** Start **
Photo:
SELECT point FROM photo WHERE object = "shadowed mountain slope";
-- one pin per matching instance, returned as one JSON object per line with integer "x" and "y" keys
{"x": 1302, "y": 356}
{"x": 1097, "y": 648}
** End **
**Work to do:**
Transcribe every one of the entries above line for line, without changing a single character.

**Task result:**
Photo:
SELECT point FROM photo WHERE object = "shadowed mountain slope";
-- one pin per matching instance, returned as one JSON object per line with integer "x" and "y" keys
{"x": 1302, "y": 356}
{"x": 1097, "y": 648}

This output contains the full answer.